Text to read →
━━━━━━━━━━━━━━━━━━━━

The FEM@NTU team expressed the exterior field in the following ways: a sum of eigenmodes (including scattering wave modes [6] and propagation modes in general waveguide [7]) or an integral over the artificial interior-exterior boundary [8]. Such expressions are then included in the functional with careful treatment for keeping their stationarity. In addition, the FEM@NTU team also proposed an attractive approach for dielectric waveguide problems. For such problems, 2-D transverse trial fields extending to infinity in the stationary functional are transformed into the inside of a closed region in the complex plane by a conformal mapping [9]. The exterior fields are thus taken into considerations automatically.

Difficulty to Find Physical interpretation

Many early publications about variational formulation describe their results with mathematic manipulation only. The variational principles derived by the FEM@NTU team in 1980 [5] and 1984 [6] were with a physical interpretation of general reaction. Note also the stationarity of the FVP is equivalent to the Maxwell equations along with the boundary conditions, just like that the principle of virtual work is equivalent to Newton's laws in statics and dynamics. Also, in the 1984 paper [6], the FVP can be reduced to a form as oscillatory power if the problem is self-adjoint, which is similar to the least action principle for mechanics.

Tedious Approaches for Obtaining the FEM matrix equations

The process of obtaining a FEM matrix equation from the FVP by applying problem-related constraints and the Ritz procedure are pretty tedious, though systematic. The FEM@NTU team's 1985 paper introduced the Variational Reaction Theory (VRT) [10] to derive the required matrix equation and found it a generalization of the conventional Galerkin's method.

━━━━━━━━━━━━━━━━━━━━

Given records →
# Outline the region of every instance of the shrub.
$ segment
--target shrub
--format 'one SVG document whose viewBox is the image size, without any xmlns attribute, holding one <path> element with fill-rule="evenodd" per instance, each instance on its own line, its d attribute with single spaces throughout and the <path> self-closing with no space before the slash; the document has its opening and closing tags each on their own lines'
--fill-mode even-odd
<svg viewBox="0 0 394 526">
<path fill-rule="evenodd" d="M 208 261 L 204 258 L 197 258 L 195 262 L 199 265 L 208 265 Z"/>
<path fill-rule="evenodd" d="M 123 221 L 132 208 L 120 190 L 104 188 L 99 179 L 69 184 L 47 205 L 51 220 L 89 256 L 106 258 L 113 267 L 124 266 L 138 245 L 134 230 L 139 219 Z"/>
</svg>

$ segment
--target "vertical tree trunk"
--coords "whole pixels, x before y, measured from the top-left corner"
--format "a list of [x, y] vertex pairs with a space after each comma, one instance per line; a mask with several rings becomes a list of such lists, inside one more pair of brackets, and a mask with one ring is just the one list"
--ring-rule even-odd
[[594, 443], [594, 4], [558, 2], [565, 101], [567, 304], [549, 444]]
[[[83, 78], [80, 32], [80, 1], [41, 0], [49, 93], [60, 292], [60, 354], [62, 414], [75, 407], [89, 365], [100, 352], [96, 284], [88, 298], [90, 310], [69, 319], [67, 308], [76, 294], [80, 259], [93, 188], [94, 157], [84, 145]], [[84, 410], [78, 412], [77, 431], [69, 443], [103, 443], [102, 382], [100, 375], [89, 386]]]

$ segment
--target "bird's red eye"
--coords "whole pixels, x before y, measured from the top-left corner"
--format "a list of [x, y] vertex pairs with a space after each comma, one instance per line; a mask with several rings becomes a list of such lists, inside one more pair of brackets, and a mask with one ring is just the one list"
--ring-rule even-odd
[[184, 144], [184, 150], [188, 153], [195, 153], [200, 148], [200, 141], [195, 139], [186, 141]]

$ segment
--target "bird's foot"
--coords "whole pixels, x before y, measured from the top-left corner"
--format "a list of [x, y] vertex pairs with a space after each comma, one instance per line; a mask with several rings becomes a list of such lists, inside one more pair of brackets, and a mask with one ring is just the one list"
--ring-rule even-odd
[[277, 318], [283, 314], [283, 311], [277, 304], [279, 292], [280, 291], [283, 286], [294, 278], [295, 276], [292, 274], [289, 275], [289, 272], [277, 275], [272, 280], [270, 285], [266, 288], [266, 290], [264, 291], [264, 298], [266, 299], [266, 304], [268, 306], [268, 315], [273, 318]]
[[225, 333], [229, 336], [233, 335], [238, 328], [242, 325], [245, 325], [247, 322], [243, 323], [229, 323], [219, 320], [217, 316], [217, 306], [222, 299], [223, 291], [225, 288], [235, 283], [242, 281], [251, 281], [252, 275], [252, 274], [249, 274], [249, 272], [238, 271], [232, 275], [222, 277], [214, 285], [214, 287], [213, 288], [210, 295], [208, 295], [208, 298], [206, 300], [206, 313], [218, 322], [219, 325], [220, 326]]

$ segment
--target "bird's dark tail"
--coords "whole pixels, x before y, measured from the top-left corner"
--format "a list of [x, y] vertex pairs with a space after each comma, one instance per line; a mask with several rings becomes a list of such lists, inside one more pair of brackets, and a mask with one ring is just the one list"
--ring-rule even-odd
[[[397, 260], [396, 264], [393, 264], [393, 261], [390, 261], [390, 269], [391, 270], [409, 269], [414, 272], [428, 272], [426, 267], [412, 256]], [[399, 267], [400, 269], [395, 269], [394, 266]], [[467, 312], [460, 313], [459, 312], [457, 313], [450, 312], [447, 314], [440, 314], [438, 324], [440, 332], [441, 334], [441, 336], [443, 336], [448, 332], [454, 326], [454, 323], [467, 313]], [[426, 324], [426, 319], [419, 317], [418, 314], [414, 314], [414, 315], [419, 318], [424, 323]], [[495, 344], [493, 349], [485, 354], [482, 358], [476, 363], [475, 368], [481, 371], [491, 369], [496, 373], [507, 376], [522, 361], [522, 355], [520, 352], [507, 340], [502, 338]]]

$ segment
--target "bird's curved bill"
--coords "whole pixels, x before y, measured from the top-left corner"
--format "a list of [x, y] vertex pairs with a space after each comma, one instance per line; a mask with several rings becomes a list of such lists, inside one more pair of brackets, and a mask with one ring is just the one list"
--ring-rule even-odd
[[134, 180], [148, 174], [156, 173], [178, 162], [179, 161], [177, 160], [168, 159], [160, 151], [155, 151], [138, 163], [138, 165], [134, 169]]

━━━━━━━━━━━━━━━━━━━━

What to do →
(A) Decide whether each statement below agrees with the text on the FEM@NTU team's variational methods, answering yes or no and quoting the words of the text that decide it.
(i) The team's 1985 paper introduced the Variational Reaction Theory.
(ii) For dielectric waveguide problems, the trial fields are mapped into an open region of the complex plane.
(iii) The process of obtaining a FEM matrix equation from the FVP is described as unsystematic.
(B) Summarize the text on the FEM@NTU team's variational methods in two sentences.
(C) Carry on the text about the FEM@NTU team's variational methods from the point where it stops.

Task-by-task results →
(A)
(i) Yes: "The FEM@NTU team's 1985 paper introduced the Variational Reaction Theory (VRT) [10]"
(ii) No: "transformed into the inside of a closed region in the complex plane by a conformal mapping [9]"
(iii) No: "pretty tedious, though systematic"

(B) The FEM@NTU team expressed the exterior field as a sum of eigenmodes or as an integral over the artificial interior-exterior boundary, and for dielectric waveguide problems it used a conformal mapping to transform the trial fields into a closed region of the complex plane. Its variational principles of 1980 and 1984 had a physical interpretation of general reaction, and its 1985 paper introduced the Variational Reaction Theory to derive the FEM matrix equation, which it found to be a generalization of Galerkin's method.

(C)
Difficulty in Proving the Shortcut Being Consistent with the Fundamental Variational Equation

The stationarity of the FVP proposed in 1984 [6] is equivalent to the Maxwell equations and should hold for all linear electromagnetic field problems. The VRT [10] is more efficient in deriving the required FEM matrix equations. However, its consistency with the variational equation of FVP was not clear. In other words, why does the generalized Galerkin's method work? Why does the way to deal with the exterior field in the generalized Galerkin's method lead to the correct solution? Such essential theoretical questions were answered in a FEM@NTU paper in 1988, in which the team proposed the concept of the Partial Variational Principle (PVP) [11]. By PVP, the variation on a functional of trial field f and its adjoint fa, like the partial differentiation, equals the sum of two functionals (PVPs), where one is obtained by taking partial variation with respect to f while the other is taken with respect to fa. If only field f is to be solved, the functional by taking partial variation to f can be ignored. The resultant partial variational principle is just the same as the starting equation of VRT. The consistency of VRT and the variational equation on the FVP is thus proved.

What features set this work apart from similar achievements?

Features of this series of work are given below:

  1. First variational formulation equivalent to the Maxwell equations and associated boundary conditions. Also proposed are their physical interpretations.
  2. A systematic approach to derive the FEM matrix equations.3. First inclusion of exterior field in the variational equation, which leads to the now popular hybrid finite element method.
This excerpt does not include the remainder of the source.